Scan the records for the line containing "If you could segment every instance of the arched opening, your"; extract it and all later lines, verbatim, through the end, and nothing before it.
---*---
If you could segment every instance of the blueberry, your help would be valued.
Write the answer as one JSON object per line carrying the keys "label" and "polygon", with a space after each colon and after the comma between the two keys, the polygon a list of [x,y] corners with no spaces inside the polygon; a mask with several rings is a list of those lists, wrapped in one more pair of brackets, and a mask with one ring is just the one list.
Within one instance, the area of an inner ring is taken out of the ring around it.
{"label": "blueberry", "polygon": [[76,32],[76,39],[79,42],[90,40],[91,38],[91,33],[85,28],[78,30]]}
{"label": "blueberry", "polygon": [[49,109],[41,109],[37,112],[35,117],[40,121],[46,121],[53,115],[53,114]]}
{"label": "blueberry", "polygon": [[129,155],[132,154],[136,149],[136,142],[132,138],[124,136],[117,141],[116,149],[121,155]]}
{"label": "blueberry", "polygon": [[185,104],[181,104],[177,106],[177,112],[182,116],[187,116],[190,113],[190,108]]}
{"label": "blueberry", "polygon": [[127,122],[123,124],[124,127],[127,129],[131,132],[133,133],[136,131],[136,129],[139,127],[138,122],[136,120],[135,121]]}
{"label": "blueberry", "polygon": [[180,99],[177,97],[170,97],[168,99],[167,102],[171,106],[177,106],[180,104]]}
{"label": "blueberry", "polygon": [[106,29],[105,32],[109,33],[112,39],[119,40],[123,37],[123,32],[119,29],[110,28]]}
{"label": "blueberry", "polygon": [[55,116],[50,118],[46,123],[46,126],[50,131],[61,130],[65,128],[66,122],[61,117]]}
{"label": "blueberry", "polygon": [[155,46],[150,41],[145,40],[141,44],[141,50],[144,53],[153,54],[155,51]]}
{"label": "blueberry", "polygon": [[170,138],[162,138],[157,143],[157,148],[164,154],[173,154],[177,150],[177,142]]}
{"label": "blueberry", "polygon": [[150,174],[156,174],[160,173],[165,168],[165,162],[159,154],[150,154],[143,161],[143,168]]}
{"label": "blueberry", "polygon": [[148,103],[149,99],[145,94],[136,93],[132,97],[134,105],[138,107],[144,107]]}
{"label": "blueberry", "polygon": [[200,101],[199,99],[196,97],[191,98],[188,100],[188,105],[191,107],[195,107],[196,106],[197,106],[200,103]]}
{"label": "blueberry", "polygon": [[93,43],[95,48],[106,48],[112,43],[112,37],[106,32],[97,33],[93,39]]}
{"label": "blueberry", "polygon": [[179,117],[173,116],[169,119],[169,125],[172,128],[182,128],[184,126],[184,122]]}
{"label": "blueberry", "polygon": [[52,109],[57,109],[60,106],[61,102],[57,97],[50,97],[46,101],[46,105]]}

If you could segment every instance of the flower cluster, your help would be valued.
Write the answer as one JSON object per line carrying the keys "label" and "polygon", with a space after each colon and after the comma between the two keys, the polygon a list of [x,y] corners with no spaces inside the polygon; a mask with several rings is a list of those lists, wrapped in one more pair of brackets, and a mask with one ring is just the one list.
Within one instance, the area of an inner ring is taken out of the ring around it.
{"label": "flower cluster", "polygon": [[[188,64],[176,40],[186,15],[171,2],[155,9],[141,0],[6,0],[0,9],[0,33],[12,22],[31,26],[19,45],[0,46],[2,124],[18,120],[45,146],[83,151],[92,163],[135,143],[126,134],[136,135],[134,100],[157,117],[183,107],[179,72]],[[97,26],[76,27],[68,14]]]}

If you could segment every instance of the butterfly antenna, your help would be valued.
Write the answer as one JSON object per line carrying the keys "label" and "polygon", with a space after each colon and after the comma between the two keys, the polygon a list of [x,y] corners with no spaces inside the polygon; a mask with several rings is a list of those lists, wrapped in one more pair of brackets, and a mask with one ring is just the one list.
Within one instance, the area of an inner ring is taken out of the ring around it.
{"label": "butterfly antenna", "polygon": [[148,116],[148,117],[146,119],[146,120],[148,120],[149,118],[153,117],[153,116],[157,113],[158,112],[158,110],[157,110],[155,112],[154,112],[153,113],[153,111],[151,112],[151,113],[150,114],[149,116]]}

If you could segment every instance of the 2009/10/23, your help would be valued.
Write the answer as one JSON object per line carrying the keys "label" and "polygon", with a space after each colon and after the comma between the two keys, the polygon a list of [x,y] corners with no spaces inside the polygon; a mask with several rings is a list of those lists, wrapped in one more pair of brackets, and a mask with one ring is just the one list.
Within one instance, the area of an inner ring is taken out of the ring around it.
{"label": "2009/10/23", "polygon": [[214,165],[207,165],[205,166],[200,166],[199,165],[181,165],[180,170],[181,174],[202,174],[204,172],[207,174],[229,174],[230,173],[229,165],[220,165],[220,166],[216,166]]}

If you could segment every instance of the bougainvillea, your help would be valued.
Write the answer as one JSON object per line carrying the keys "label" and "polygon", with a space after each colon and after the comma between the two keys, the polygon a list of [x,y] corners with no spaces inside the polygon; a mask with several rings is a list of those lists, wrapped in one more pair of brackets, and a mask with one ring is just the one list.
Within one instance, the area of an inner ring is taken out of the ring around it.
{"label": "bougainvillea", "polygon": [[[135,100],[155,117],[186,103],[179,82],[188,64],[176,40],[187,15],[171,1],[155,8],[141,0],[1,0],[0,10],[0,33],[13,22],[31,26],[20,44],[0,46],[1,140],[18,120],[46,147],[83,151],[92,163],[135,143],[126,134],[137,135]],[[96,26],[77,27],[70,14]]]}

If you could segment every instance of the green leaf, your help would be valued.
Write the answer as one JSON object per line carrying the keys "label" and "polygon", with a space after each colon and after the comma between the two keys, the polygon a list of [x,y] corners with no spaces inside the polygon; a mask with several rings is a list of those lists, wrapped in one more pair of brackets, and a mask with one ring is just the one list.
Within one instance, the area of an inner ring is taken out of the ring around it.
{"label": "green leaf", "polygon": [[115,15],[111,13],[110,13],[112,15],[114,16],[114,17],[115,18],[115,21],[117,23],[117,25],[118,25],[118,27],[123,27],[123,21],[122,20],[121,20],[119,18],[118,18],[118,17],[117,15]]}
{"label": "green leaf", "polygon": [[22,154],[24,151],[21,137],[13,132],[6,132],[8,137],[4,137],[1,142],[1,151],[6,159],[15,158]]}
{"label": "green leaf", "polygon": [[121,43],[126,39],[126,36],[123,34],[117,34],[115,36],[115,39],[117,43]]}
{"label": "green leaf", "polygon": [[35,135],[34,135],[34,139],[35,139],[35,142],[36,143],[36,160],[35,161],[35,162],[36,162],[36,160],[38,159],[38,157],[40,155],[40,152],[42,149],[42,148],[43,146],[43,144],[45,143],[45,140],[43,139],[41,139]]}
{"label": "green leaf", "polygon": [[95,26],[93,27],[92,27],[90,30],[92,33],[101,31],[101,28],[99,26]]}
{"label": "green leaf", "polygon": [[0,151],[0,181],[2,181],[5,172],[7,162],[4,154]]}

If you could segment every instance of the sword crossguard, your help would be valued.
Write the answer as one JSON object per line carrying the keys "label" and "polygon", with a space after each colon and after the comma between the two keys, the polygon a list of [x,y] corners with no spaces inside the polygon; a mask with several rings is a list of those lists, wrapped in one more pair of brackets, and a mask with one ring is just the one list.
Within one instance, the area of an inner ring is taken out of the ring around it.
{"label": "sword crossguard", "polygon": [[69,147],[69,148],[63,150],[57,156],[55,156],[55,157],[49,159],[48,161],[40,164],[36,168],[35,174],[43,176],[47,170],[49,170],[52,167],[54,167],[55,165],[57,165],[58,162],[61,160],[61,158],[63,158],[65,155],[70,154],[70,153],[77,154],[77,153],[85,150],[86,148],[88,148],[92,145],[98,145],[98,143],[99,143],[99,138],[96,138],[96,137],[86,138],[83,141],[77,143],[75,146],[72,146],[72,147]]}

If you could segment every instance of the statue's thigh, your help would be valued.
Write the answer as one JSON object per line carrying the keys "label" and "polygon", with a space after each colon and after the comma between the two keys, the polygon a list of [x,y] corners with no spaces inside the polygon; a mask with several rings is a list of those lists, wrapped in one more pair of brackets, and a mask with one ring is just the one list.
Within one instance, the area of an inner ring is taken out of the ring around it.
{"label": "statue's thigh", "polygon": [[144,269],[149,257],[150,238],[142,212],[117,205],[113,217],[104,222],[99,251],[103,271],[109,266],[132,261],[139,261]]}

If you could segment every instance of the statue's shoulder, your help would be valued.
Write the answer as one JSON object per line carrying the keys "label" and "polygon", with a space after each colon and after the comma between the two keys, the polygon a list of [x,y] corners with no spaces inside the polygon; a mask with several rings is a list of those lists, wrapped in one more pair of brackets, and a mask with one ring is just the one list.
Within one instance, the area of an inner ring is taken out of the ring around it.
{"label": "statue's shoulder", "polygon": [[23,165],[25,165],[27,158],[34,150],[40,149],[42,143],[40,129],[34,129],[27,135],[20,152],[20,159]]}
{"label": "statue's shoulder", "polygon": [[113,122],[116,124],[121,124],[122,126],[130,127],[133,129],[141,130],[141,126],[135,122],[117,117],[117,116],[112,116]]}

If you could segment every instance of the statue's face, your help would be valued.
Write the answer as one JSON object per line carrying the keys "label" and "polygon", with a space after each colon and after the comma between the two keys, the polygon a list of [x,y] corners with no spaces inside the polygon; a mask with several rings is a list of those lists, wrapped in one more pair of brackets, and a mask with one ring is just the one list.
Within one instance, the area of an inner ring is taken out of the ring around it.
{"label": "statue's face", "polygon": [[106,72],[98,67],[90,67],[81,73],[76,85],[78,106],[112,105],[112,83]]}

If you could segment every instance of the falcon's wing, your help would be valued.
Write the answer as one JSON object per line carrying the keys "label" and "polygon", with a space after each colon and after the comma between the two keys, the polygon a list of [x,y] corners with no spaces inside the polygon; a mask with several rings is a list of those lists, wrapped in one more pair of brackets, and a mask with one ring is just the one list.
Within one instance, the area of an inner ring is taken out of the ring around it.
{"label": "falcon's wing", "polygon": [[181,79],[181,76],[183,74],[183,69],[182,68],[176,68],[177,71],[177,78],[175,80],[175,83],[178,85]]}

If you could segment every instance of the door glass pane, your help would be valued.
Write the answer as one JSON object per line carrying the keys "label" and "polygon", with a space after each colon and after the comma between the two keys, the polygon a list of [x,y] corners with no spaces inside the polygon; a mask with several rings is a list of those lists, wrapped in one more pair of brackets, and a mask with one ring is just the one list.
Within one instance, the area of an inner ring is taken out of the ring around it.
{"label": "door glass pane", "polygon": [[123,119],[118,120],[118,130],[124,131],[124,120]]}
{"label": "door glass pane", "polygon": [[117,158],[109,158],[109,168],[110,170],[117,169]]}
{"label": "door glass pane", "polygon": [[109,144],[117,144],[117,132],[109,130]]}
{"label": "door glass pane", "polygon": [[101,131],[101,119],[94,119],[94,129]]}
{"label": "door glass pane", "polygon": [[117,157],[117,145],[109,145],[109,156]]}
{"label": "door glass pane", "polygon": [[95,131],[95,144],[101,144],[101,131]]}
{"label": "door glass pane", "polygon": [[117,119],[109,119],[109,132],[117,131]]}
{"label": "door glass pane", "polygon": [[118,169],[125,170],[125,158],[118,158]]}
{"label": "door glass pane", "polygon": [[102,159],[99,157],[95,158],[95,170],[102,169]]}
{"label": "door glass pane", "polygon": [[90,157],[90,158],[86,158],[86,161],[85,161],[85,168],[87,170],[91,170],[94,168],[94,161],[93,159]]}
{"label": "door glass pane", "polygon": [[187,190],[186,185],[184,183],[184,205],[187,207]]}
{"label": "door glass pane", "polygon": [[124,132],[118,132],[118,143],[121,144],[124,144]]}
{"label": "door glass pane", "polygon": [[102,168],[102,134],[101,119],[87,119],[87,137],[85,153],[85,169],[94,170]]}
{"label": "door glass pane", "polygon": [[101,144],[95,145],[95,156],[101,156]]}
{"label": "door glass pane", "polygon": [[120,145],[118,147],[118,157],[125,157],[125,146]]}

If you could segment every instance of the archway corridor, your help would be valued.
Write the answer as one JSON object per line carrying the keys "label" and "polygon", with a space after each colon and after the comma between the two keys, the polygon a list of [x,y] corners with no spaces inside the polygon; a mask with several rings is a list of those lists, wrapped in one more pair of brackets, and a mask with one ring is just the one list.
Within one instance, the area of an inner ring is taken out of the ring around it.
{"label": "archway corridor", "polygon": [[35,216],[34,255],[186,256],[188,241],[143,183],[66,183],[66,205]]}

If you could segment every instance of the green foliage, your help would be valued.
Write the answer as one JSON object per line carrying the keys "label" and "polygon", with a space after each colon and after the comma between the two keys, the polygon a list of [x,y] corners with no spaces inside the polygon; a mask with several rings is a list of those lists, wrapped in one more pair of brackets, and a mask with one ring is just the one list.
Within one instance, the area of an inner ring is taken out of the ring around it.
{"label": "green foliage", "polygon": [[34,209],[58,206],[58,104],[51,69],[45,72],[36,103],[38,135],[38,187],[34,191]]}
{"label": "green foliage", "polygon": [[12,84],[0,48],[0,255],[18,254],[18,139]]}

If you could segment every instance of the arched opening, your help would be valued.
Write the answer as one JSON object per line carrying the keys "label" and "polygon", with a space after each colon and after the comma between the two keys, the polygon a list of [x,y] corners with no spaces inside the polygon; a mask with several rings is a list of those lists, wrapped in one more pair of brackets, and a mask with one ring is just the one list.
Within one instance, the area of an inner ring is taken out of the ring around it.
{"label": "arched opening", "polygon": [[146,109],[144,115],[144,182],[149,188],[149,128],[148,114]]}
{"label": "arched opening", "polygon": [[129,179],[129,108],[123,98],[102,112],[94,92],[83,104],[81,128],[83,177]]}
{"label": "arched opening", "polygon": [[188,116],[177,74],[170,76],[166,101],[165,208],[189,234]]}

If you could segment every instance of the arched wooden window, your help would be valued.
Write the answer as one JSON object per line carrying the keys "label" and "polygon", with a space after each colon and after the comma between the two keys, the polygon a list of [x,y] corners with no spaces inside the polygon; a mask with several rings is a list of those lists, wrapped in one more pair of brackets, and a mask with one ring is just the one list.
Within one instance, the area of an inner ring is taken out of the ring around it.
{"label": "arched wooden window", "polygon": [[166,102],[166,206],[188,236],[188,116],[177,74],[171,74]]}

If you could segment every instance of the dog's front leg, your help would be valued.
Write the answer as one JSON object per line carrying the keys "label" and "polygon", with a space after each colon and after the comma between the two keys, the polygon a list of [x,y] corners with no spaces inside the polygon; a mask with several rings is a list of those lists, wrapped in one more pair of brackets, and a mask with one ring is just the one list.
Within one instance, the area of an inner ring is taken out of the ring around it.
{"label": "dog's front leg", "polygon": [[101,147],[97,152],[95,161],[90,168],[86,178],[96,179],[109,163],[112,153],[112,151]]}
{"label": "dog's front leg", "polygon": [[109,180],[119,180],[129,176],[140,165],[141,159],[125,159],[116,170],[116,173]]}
---*---
→ **Response below**:
If you could segment every instance of the arched opening, your help would be valued.
Write the answer as one JSON object per line carrying the keys "label" and "polygon", with a space after each colon and after the comma between the two keys, the polygon a list of [x,y] corners with no spaces inside the polygon; a mask with several rings is a list of those lists, wrapped in one more pair of brackets, and a mask with one ring is just the one list.
Within one instance, the area of an inner ring is taken out of the ring around it.
{"label": "arched opening", "polygon": [[146,109],[144,115],[144,182],[149,188],[149,128],[148,114]]}
{"label": "arched opening", "polygon": [[129,179],[129,108],[123,98],[102,112],[94,92],[83,104],[81,128],[83,177]]}
{"label": "arched opening", "polygon": [[188,116],[177,74],[170,76],[166,101],[165,208],[189,234]]}

If you could segment every instance of the arched wooden window, your help would be valued.
Write the answer as one JSON object per line carrying the keys "label" and "polygon", with a space after each colon and after the comma between the two keys, the polygon a list of [x,y] corners with no spaces inside the polygon; a mask with several rings is a list of those lists, wrapped in one more pair of brackets, and a mask with one ring is just the one list.
Within one instance, the area of an inner ring is taken out of the ring around it.
{"label": "arched wooden window", "polygon": [[166,102],[166,206],[188,236],[188,116],[177,74],[171,74]]}

If you could segment every instance of the dog's front leg, your help would be valued.
Write the answer as one JSON object per line carrying the keys "label" and "polygon", with a space after each colon and after the comma between the two keys, the polygon a list of [x,y] corners with no spaces inside the polygon; a mask with several rings is a list of those lists, wrapped in one more pair of brackets, and a mask with one ring is just the one list.
Within one instance, the area of an inner ring is taken out of the ring around it.
{"label": "dog's front leg", "polygon": [[101,147],[97,152],[95,161],[90,168],[86,178],[96,179],[109,163],[112,153],[112,151]]}
{"label": "dog's front leg", "polygon": [[109,180],[119,180],[129,176],[140,165],[141,159],[125,159],[116,170],[116,173]]}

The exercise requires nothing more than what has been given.